▸ **Your assignment**: Using the data below, gather each line that includes the word "black".

[Saved entries]
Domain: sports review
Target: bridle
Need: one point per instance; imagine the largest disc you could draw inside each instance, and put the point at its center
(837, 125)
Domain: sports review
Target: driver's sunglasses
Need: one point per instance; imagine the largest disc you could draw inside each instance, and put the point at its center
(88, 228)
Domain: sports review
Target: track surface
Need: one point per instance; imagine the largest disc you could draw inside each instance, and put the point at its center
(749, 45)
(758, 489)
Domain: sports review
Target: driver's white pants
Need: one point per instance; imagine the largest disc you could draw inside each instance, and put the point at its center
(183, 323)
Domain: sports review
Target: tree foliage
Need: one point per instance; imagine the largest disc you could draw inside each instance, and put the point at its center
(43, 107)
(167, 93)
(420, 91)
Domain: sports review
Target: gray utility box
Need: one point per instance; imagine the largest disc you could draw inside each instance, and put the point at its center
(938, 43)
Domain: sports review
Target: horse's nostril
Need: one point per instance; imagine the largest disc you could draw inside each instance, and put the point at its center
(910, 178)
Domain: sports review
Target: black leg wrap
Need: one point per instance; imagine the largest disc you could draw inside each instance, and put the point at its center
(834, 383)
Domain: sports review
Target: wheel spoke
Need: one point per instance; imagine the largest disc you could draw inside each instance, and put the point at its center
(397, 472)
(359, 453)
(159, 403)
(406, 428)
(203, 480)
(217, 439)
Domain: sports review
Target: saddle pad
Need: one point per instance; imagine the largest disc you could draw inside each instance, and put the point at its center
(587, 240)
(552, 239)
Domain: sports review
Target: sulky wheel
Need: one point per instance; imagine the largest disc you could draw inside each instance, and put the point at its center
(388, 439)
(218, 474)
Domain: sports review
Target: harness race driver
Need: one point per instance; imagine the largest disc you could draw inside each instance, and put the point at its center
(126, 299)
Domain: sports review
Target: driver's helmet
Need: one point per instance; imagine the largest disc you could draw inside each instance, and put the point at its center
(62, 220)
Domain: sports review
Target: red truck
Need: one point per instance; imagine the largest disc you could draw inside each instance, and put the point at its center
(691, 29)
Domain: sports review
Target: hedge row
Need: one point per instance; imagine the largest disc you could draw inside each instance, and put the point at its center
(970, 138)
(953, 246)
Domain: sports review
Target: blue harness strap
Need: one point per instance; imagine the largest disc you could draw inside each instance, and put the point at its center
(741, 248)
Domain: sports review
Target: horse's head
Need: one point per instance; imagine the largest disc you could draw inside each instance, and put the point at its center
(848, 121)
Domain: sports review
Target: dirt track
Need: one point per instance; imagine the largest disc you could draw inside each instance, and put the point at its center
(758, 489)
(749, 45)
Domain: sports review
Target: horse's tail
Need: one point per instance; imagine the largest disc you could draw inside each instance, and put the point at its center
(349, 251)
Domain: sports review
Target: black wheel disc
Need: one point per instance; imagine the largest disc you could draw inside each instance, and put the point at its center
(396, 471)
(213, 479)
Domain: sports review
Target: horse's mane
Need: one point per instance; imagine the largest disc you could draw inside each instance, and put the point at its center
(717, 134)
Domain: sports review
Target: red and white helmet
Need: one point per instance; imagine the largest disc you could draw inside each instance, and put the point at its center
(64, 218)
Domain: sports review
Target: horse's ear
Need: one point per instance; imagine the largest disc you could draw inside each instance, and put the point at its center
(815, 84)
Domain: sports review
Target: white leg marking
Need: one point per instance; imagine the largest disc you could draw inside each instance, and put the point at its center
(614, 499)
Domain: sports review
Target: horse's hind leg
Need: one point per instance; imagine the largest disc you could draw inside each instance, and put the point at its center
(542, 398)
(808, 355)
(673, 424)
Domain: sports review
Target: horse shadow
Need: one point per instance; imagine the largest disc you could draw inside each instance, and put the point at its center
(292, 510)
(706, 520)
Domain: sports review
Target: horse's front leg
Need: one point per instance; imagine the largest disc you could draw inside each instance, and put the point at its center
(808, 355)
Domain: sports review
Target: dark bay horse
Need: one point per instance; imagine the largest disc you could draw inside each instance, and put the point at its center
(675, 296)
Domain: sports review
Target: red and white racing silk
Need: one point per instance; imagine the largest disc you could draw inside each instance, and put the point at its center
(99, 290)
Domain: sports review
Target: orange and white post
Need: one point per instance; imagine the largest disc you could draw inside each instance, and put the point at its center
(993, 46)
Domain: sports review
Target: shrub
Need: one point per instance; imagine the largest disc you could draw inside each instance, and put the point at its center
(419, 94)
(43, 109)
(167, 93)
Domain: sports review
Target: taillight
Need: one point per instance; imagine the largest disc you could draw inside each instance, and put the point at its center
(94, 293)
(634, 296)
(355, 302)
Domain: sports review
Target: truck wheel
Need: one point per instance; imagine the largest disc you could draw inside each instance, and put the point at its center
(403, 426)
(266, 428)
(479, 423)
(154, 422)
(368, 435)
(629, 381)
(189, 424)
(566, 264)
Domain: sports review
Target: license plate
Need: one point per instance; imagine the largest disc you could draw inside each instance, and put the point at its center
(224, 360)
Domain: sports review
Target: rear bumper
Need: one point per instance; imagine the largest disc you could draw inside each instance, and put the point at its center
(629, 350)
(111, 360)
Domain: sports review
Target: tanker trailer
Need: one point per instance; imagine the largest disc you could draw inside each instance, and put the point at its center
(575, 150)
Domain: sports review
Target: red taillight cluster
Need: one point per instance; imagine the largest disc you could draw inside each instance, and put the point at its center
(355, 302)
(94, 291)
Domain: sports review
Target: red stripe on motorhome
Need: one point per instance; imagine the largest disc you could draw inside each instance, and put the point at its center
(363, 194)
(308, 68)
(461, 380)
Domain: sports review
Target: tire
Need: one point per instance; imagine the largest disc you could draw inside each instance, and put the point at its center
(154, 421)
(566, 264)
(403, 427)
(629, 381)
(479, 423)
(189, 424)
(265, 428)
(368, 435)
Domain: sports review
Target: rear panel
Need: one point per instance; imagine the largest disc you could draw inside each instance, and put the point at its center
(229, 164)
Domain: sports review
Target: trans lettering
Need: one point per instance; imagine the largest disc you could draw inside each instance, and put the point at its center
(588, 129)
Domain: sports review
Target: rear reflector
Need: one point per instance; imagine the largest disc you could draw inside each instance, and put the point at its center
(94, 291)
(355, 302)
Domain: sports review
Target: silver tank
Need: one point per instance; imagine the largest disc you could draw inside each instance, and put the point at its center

▸ **Your response**:
Target: black leg wrap
Target: black wheel disc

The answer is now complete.